(Records for processing begins)
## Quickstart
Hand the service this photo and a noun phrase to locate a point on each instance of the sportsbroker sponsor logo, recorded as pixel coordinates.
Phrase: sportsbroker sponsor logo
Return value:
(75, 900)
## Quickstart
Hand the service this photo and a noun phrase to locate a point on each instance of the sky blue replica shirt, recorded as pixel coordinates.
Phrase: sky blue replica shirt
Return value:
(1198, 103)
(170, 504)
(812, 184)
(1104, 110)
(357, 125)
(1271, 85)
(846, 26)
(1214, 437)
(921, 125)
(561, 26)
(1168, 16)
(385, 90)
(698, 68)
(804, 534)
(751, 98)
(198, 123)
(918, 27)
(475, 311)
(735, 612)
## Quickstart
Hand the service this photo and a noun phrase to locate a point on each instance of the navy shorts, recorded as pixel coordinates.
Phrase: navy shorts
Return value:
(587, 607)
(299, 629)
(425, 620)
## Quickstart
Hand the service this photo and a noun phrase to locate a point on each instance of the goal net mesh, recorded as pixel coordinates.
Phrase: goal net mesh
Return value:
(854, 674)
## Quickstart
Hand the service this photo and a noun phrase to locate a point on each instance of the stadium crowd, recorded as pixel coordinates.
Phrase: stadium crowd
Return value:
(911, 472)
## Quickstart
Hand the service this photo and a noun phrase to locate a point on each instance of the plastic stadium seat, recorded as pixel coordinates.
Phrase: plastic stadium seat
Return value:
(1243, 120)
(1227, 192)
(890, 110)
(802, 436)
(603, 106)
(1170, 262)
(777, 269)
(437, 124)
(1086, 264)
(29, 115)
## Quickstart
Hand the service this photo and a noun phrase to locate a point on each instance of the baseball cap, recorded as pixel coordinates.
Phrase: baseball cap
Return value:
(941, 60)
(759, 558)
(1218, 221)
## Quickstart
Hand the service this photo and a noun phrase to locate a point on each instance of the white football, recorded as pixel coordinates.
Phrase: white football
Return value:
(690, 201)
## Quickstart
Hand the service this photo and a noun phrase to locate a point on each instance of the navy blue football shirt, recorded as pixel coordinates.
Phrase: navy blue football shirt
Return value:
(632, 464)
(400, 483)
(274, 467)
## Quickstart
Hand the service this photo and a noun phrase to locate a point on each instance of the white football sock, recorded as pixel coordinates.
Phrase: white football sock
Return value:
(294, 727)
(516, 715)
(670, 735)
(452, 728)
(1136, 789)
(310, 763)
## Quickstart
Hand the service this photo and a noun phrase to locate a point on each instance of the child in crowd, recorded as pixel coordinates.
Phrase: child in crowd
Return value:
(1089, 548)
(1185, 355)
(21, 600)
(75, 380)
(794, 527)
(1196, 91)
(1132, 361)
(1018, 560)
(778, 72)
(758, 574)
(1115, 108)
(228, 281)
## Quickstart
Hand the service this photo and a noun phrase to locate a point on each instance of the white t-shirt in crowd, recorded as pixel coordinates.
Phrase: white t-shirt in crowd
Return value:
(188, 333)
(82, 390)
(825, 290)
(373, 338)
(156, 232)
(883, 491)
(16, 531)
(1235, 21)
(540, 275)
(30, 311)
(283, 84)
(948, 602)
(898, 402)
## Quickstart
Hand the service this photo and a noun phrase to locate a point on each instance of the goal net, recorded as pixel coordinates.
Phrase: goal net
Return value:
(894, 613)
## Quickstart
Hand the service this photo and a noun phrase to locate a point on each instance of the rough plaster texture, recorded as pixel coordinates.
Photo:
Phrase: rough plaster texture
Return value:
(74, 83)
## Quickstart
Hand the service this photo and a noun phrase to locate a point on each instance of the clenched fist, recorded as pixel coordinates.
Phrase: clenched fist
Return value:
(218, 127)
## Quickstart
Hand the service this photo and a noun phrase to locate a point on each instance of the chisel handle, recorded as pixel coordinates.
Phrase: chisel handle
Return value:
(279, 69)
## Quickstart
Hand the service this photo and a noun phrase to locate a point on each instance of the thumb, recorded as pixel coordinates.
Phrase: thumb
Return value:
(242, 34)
(Records for processing ends)
[Problem details] A single number is required: the count of lines in the data that include the string "chisel".

[Result of this task] 2